_REQUEST:_ Decide whether each statement agrees with the economic newsletter below, and answer yes or no for each, quoting the newsletter's deciding words exactly. 1. Manufacturing grew by 11.5% quarter on quarter in the second quarter of 2013. 2. The current account deficit narrowed from the first quarter to the second quarter of 2013. 3. The rand's low for the year was R10.51 to the US dollar.

_PAGE TEXT:_
☆ ☆ ☆ ☆ ☆ ☆ ☆

In this issue: GDP growth in Q2, local and global pressures on the Rand, and the effect of strikes in South Africa.
GDP growth recovers in Q2
After a poor start to the year, with growth in GDP reported at an annualised rate of 0.9% for the first quarter, it accelerated to 3% in the second quarter of 2013.
The main contributor to the improved growth was the rebound of the manufacturing industry, which grew by 11.5% q-o-q (2.2% y-o-y) from -7.9% (-0.7% y-o-y) in 2013Q1. The strong Q2 manufacturing figures were responsible for more than half the overall GDP growth in the quarter, contributing 1.7 percentage points to the overall GDP growth rate. The second largest contributor to GDP growth was the finance, real estate and business services sector, which expanded by 3.5% q-o-q and contributed 0.8 percentage points as a result of increased activities in the banking sector and capital markets.
On an annually adjusted basis, economic growth increased marginally in Q2 to 2% y-o-y from 1.9% y-o-y in Q1. The best performing sectors were the agricultural, forestry and fishery sector, which grew by 6.7% y-o-y, the manufacturing sector with a 2.7% y-o-y increase and the finance, real estate, and business services sector with a 2.6% y-o-y increase.
South Africa's Q3 outlook is expected to be heavily impacted by industrial action that is taking place across sectors. The current strikes in the car manufacturing, textile, construction, electricity, and mining sectors are threatening any further recovery to the South African economy.
Another worrying development is the global financial market reaction to increasing signs that the US central bank may slow down the rate of unconventional monetary stimulus from September. Emerging markets with large current account deficits, such as South Africa, are particularly vulnerable to this development since foreign investors are reassessing their exposure to Emerging Market assets.
Local and global pressures will continue to weigh on rand
South Africa's deficit on its current account1 widened to 6.5% of gross domestic product (GDP) in the second quarter of 2013 from a deficit of 5.8% of GDP in the first quarter. This number, released on Tuesday, was worse than market expectations and taking into account the government deficit2 of 4%, leaves the combined twin deficit at more than 10%. The rise in the current account deficit can be attributed to a combination of factors, including a sizeable increase in imports and a decline in net dividend outflows.3
While the current account deficit data caused the rand to trade at over R10 to the US dollar on Wednesday4 morning, it recovered to trade at around R9.88/$ on Thursday5 morning, largely buoyed by the country's successful $2 billion bond sale earlier in the week.6 This comes after the rand gained some ground from its yearly low of R10.51/$ reached last month, when it traded at roughly R9.98/$ on Monday7 afternoon on the back of weak US payrolls data and with most of the local mining strikes coming to an end.8
However, the rand is not on solid footing: with the US Federal Reserve's (Fed) next policy meeting less than a week away, investors will look to avoid risky assets such as the rand until the Fed confirms whether they will start tapering its bond-buying program.9 This sentiment will be exacerbated by the above mentioned current account data and ongoing industrial action causing major output losses and undermining investor confidence in South Africa further.

☆ ☆ ☆ ☆ ☆ ☆ ☆

_LISTED RECORDS:_
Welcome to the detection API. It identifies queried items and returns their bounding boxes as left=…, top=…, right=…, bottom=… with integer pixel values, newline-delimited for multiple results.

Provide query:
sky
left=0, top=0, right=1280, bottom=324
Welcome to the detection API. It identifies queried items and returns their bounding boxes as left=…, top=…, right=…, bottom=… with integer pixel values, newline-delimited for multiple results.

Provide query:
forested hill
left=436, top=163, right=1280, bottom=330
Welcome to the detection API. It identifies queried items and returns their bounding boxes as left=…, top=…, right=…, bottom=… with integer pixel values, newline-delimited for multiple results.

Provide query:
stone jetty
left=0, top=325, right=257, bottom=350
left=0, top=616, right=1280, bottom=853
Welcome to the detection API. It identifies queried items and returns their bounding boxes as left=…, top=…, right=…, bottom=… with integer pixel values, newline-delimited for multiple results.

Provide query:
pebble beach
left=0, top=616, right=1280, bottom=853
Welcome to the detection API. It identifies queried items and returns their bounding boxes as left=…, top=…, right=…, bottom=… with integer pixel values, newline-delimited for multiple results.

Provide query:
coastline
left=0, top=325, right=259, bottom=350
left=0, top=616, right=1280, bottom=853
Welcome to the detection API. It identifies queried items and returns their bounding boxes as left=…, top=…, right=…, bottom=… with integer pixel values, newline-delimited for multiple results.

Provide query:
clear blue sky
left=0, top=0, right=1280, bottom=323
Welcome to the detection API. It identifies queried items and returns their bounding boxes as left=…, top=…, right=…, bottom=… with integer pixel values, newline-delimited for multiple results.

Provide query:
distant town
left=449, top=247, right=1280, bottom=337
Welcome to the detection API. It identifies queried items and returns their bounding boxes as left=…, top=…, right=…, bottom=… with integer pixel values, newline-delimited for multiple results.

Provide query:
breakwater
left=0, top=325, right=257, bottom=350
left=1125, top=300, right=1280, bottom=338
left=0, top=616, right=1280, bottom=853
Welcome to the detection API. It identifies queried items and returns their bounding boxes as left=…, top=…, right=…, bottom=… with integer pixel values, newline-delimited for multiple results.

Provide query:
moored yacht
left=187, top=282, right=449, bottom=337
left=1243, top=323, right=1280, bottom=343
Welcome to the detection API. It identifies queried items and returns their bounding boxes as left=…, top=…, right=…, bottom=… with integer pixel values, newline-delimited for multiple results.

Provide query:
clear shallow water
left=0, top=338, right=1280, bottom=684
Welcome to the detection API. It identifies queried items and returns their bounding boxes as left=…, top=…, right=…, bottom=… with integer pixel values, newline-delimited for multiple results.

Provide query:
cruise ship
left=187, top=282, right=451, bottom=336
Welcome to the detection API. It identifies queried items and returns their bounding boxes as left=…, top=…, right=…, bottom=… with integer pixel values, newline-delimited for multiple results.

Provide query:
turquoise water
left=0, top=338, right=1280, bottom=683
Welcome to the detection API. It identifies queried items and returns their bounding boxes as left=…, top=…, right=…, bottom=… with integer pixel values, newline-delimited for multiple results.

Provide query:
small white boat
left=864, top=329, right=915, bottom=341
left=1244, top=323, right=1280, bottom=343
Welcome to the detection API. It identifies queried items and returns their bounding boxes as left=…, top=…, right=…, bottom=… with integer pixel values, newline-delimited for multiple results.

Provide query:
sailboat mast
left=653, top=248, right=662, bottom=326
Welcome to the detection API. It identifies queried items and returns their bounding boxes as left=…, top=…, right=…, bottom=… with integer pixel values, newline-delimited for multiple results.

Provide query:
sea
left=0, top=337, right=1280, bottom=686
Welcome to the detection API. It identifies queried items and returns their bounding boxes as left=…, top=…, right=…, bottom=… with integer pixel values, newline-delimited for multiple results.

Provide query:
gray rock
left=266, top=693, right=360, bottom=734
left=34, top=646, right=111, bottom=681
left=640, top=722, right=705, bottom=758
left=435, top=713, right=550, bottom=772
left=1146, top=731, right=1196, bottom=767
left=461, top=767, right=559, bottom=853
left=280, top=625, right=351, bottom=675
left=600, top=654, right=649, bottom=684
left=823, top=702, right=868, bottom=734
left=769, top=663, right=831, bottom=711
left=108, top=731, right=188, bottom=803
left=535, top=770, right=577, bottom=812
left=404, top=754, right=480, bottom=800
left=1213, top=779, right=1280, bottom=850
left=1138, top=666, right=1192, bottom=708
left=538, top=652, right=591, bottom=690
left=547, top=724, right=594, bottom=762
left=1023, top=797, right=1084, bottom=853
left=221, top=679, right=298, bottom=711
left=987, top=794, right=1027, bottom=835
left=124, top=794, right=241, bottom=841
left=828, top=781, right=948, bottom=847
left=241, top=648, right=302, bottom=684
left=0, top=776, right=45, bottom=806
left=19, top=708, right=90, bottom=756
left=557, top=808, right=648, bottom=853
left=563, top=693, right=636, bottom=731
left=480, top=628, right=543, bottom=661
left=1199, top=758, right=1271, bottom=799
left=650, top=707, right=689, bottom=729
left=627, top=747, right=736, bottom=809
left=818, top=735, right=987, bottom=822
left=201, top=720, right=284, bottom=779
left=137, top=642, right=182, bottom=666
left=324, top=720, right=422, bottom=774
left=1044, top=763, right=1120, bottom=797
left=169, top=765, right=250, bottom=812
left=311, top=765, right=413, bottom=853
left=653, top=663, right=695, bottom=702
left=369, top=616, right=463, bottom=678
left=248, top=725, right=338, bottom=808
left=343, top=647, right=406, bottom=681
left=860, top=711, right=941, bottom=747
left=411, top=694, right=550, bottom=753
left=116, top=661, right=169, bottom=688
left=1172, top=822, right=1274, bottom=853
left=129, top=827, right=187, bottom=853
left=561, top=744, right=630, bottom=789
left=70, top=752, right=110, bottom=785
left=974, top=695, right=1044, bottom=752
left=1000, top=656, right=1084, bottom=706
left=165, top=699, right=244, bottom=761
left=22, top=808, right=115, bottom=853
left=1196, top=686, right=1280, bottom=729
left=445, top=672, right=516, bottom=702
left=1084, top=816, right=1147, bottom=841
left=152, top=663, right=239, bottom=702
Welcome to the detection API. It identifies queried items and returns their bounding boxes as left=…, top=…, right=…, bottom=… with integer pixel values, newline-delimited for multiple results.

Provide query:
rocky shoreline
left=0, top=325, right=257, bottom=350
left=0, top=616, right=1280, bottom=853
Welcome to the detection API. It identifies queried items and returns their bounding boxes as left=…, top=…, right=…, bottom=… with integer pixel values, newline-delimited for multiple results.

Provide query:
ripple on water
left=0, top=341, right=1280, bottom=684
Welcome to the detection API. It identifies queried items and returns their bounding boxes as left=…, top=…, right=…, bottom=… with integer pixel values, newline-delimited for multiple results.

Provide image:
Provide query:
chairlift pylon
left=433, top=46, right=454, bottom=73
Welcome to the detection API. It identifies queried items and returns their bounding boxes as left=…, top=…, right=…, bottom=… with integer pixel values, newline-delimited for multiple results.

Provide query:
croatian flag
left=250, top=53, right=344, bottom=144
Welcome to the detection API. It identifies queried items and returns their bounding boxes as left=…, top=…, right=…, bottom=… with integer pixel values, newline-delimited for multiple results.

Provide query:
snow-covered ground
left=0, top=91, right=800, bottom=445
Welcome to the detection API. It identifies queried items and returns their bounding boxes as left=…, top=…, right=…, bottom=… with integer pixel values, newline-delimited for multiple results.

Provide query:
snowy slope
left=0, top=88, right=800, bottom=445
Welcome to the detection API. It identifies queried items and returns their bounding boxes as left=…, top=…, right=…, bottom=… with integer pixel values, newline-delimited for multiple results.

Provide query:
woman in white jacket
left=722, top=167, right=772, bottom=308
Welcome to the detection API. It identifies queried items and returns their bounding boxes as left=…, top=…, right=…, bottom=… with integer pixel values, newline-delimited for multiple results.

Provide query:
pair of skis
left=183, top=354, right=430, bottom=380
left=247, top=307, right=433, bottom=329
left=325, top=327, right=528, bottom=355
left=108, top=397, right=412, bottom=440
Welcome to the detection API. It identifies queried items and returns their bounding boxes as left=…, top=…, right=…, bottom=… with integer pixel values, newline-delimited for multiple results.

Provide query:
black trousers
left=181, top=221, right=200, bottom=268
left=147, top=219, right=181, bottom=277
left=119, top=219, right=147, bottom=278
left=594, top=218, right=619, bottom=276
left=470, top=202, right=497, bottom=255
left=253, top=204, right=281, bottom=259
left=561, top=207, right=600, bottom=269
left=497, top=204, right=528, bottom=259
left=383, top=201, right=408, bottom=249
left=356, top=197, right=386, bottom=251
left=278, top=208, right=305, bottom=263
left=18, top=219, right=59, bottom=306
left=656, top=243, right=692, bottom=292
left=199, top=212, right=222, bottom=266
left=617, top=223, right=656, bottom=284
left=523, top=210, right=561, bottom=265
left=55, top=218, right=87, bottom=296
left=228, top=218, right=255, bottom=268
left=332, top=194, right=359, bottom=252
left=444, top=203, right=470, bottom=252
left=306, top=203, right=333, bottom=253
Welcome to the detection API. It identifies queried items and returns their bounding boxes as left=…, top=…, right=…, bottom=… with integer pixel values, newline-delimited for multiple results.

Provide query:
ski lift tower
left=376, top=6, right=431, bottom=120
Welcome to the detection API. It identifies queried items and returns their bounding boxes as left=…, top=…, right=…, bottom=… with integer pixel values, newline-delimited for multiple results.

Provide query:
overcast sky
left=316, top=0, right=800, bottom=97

☆ ☆ ☆ ☆ ☆ ☆ ☆

_EXERCISE OUTPUT:_
1. Yes: "the rebound of the manufacturing industry, which grew by 11.5% q-o-q"
2. No: "widened to 6.5% of gross domestic product (GDP) in the second quarter of 2013 from a deficit of 5.8% of GDP in the first quarter"
3. Yes: "its yearly low of R10.51/$ reached last month"